Retype the lichen article below word for word, keeping its byline and every paragraph.
Source extract Start Marker
By Hu Berry
Lichens on the surface of the earth are the same as the proverbial canary in the coal mine. When lichens die something is seriously wrong with the atmosphere. Their ability to absorb all dissolved substances, both desirable and undesirable, makes them ultra-sensitive indicators of polluted air. Growing in subtle profusion, they cover enormous areas of the Namib. Their abundance assures us that, for the present, our desert is relatively free of harmful matter.
Mutualism is a permanent union between two species where the interaction is necessary for the survival and growth of each. It has a meaningful implication – neither can survive without the other. So close is this bond that the marriage is known as a thallus, which is regarded by lichenologists as a single organism. Algae are the one partner, fungi the other in this entrenched relationship.
Algae predominate on top of a thallus, changing sunlight via chlorophyll to manufacture nutrients. Underneath, fungi form the largest part of the thallus. Their function is to provide stable structural support for the fragile alga, reduce dehydration, and absorb minerals for feeding their partner. This enduring pact can shape the landscape and go so far as to disintegrate rocks through persistent biological erosion. No other organism can release minerals trapped in lifeless stone. No other organism can survive in environments that destroy other plants.
Lichens live in the driest desert, in the dankest forest, on top of the highest mountain, and across the polar ice caps. Reindeer ‘moss’, which the antelope (and Laplanders) dig out from under the snow in winter, contain easily digestible, energy-rich sugars. Likewise, half a world away, springbok in the Namib relish the rich resources provided by a desert dish of lichens. In these barren and hostile climates they flourish, preventing wind and water weathering. In some measure they literally extend the lifetime of continents by reducing erosion through their binding of unstable soils.
As pioneer organisms lichens pave the way for other plants to establish themselves. Longevity comes naturally to lichens – they can match and outdo humans with ease. Think in terms of centuries, with one specimen in Lapland claimed by science to be 4 000 years of age, possibly the oldest living organism on Earth. There is even a science known as lichenology, whereby the extremely slow growth of some species is used to measure the age of substrates that cannot be determined otherwise.
Source extract End Marker
Record excerpts Start Marker
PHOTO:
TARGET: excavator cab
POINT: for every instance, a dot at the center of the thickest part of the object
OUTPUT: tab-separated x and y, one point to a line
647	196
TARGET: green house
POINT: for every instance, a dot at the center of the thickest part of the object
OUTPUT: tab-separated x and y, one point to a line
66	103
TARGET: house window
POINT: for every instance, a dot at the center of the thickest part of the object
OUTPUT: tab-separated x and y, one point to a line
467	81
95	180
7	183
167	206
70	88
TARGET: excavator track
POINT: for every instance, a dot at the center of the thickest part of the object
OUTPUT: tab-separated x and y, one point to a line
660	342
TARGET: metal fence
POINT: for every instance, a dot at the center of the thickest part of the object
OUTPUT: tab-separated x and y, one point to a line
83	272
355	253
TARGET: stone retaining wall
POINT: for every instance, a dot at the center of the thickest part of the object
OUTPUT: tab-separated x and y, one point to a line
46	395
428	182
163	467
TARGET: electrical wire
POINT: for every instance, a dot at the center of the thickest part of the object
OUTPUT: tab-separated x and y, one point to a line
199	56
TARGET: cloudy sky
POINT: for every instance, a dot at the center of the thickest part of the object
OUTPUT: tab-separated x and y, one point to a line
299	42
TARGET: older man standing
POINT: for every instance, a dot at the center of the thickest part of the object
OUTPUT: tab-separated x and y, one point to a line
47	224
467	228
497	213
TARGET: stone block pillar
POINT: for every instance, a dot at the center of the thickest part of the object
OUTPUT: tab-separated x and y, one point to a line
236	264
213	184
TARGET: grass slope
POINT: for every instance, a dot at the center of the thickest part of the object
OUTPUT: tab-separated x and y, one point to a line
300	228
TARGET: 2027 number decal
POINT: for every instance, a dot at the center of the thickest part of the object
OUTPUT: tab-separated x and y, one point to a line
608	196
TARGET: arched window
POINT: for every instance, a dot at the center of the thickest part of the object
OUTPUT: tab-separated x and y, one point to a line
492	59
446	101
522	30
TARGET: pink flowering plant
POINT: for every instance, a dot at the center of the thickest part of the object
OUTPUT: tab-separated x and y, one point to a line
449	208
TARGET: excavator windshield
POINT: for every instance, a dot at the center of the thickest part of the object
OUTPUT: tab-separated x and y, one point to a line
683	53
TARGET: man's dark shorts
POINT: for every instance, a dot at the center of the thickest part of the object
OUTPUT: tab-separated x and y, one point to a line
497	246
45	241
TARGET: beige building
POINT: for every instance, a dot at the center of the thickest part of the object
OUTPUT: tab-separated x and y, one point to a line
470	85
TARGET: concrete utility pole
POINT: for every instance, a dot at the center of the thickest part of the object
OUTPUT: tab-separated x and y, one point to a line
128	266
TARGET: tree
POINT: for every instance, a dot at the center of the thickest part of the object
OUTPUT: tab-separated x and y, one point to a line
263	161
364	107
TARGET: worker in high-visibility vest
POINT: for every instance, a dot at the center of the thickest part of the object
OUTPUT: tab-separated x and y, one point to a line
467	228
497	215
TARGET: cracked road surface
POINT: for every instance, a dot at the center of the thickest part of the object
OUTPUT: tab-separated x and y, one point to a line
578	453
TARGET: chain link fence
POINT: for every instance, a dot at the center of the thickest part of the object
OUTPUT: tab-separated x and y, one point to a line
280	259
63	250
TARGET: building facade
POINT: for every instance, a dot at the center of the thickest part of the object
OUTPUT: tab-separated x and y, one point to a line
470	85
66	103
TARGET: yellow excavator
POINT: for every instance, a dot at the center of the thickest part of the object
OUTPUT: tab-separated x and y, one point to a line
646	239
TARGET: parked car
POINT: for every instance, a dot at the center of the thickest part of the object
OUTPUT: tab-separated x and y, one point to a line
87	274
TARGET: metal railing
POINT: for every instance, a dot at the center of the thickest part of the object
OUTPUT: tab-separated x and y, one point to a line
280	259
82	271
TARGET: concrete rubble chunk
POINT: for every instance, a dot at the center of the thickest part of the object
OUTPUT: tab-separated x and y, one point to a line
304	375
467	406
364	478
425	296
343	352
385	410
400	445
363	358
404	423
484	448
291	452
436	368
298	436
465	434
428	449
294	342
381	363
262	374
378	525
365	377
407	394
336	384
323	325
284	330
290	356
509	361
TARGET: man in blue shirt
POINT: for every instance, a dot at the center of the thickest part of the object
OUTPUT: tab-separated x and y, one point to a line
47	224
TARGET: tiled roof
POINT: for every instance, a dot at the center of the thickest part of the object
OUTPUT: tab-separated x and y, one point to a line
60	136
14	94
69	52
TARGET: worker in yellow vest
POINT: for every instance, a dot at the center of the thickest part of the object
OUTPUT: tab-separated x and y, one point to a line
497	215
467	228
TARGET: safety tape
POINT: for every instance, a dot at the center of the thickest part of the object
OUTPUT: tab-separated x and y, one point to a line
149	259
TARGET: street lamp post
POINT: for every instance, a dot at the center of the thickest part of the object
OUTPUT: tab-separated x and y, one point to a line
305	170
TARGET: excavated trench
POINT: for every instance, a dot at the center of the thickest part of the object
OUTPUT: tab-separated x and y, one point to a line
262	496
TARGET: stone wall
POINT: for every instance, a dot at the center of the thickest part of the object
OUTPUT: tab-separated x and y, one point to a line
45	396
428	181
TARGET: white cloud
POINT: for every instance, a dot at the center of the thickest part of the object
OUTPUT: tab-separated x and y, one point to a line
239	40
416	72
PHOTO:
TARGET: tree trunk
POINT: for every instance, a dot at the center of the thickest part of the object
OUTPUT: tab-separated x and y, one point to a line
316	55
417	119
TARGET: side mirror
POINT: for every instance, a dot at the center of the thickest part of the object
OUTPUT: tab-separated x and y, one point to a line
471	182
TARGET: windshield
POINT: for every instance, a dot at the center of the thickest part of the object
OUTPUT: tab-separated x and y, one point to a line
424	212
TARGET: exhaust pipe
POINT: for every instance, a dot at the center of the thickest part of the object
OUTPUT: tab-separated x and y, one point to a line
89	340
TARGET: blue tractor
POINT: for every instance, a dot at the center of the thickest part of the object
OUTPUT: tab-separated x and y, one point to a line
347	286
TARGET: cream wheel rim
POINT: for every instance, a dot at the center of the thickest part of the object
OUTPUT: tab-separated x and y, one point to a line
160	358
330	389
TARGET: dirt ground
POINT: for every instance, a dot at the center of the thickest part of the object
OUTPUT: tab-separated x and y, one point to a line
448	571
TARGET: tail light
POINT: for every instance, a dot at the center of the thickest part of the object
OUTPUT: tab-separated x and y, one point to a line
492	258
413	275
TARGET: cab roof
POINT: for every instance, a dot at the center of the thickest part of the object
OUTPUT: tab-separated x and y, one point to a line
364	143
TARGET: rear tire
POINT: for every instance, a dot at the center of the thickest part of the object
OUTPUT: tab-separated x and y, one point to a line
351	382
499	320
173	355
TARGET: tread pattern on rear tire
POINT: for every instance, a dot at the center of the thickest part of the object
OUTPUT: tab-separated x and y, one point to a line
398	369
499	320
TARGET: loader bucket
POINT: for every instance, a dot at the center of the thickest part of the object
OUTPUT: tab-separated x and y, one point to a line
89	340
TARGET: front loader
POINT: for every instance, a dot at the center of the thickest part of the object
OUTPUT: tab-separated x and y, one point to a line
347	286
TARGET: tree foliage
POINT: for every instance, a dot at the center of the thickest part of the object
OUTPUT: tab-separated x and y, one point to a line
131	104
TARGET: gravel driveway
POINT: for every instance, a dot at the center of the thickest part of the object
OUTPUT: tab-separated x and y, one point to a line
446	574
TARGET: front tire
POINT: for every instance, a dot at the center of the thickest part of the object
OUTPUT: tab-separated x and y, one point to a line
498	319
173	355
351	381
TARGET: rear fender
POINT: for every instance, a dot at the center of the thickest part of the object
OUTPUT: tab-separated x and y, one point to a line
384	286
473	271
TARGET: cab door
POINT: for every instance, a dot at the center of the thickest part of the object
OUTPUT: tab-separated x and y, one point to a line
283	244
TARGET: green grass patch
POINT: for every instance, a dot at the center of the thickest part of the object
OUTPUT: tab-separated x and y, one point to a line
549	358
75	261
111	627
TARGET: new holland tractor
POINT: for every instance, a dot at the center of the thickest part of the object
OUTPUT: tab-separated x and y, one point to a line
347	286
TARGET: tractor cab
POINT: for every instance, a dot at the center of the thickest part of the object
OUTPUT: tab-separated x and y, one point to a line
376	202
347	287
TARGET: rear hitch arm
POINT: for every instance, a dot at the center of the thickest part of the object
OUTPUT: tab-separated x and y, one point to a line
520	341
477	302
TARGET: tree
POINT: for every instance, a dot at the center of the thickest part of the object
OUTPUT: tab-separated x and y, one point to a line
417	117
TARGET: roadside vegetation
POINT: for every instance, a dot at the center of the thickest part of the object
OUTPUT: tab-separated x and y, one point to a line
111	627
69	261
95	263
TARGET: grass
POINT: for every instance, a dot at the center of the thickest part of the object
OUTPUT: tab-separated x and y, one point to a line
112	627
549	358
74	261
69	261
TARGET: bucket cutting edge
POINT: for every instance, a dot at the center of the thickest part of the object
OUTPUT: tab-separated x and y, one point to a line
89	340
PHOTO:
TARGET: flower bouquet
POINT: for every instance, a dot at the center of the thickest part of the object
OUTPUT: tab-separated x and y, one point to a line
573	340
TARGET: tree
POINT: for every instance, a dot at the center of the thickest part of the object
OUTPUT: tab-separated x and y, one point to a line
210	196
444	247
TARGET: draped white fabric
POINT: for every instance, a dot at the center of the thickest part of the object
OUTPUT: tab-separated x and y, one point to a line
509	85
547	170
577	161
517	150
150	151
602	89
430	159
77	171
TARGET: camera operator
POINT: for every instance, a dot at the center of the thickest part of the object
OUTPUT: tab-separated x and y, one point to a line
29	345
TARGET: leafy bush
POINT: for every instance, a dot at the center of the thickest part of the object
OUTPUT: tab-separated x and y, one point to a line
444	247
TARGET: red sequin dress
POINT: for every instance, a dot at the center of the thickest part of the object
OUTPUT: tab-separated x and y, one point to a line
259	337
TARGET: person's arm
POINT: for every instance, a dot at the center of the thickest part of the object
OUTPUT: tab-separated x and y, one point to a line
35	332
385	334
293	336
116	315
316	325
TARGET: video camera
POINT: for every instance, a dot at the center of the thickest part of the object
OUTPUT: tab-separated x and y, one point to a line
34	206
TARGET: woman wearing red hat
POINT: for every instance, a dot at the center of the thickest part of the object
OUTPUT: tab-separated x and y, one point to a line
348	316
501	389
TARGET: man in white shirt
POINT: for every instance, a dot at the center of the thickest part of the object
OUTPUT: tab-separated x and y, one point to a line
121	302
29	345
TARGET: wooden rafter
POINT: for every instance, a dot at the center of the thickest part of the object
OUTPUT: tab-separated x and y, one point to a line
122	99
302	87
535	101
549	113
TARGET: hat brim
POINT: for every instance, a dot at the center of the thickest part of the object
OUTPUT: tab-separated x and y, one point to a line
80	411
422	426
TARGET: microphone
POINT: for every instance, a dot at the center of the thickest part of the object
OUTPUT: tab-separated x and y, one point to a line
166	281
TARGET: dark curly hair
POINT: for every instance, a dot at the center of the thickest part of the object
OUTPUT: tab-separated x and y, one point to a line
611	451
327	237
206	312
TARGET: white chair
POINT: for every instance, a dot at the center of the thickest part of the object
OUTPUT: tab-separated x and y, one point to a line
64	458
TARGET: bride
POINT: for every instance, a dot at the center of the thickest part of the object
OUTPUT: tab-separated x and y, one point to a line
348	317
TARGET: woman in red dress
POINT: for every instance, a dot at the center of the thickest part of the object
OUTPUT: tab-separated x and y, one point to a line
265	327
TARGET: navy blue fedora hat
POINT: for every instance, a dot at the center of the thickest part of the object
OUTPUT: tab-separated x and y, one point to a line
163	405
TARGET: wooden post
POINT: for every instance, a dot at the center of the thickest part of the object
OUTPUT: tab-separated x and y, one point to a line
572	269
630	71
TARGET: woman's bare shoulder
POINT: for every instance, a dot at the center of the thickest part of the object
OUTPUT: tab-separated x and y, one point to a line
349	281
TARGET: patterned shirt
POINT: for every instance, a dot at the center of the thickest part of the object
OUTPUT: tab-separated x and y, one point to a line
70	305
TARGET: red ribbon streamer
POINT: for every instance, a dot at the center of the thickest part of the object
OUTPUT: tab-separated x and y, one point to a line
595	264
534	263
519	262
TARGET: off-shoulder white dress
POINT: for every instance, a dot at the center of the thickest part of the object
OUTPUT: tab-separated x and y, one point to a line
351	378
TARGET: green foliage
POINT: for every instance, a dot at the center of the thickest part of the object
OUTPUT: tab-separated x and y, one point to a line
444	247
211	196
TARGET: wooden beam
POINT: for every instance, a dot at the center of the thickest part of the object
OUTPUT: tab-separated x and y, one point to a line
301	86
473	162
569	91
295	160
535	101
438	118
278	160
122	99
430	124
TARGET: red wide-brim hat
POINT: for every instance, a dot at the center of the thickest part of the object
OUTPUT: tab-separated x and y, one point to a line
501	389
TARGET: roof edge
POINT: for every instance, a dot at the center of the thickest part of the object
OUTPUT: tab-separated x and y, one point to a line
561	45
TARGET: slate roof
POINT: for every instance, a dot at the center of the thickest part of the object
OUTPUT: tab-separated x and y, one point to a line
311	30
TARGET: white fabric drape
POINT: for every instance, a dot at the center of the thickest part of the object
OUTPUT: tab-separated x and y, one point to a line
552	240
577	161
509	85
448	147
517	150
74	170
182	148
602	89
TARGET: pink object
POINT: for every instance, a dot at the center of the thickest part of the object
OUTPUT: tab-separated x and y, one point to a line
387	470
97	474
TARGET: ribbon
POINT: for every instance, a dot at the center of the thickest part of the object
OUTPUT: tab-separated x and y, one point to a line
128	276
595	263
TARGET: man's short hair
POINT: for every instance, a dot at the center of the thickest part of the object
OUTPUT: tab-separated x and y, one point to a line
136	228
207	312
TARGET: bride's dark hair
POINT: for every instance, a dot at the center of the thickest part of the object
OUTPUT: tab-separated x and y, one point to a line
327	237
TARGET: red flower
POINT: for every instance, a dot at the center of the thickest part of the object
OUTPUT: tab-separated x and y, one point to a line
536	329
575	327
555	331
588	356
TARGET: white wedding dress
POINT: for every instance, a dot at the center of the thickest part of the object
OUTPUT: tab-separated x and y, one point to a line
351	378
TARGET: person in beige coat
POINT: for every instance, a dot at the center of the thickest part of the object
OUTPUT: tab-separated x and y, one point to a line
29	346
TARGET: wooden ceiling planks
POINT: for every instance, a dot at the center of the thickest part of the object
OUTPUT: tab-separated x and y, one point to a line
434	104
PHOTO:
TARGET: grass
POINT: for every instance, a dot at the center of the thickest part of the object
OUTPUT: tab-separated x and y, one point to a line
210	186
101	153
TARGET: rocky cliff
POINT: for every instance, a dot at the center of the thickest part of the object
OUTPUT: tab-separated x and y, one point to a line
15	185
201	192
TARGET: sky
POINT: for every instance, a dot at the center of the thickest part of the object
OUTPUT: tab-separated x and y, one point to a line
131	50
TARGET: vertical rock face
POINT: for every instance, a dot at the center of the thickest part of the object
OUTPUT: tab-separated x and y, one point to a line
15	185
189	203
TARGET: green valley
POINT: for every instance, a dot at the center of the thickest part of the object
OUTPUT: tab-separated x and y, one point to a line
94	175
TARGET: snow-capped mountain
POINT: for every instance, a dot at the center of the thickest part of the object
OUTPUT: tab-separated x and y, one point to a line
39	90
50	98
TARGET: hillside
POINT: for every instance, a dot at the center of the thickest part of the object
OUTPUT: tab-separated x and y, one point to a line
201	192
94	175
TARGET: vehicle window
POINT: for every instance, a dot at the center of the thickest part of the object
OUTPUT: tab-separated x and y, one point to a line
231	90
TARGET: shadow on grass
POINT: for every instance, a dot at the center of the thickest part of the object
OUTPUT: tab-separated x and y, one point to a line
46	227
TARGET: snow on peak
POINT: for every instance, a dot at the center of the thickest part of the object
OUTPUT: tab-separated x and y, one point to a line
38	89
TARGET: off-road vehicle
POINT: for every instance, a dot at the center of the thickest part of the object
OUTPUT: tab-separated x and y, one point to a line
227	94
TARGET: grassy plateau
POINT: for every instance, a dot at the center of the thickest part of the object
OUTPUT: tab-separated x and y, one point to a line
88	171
Record excerpts End Marker
Answer section:
By Hu Berry
Lichens on the surface of the earth are the same as the proverbial canary in the coal mine. When lichens die something is seriously wrong with the atmosphere. Their ability to absorb all dissolved substances, both desirable and undesirable, makes them ultra-sensitive indicators of polluted air. Growing in subtle profusion, they cover enormous areas of the Namib. Their abundance assures us that, for the present, our desert is relatively free of harmful matter.
Mutualism is a permanent union between two species where the interaction is necessary for the survival and growth of each. It has a meaningful implication – neither can survive without the other. So close is this bond that the marriage is known as a thallus, which is regarded by lichenologists as a single organism. Algae are the one partner, fungi the other in this entrenched relationship.
Algae predominate on top of a thallus, changing sunlight via chlorophyll to manufacture nutrients. Underneath, fungi form the largest part of the thallus. Their function is to provide stable structural support for the fragile alga, reduce dehydration, and absorb minerals for feeding their partner. This enduring pact can shape the landscape and go so far as to disintegrate rocks through persistent biological erosion. No other organism can release minerals trapped in lifeless stone. No other organism can survive in environments that destroy other plants.
Lichens live in the driest desert, in the dankest forest, on top of the highest mountain, and across the polar ice caps. Reindeer ‘moss’, which the antelope (and Laplanders) dig out from under the snow in winter, contain easily digestible, energy-rich sugars. Likewise, half a world away, springbok in the Namib relish the rich resources provided by a desert dish of lichens. In these barren and hostile climates they flourish, preventing wind and water weathering. In some measure they literally extend the lifetime of continents by reducing erosion through their binding of unstable soils.
As pioneer organisms lichens pave the way for other plants to establish themselves. Longevity comes naturally to lichens – they can match and outdo humans with ease. Think in terms of centuries, with one specimen in Lapland claimed by science to be 4 000 years of age, possibly the oldest living organism on Earth. There is even a science known as lichenology, whereby the extremely slow growth of some species is used to measure the age of substrates that cannot be determined otherwise.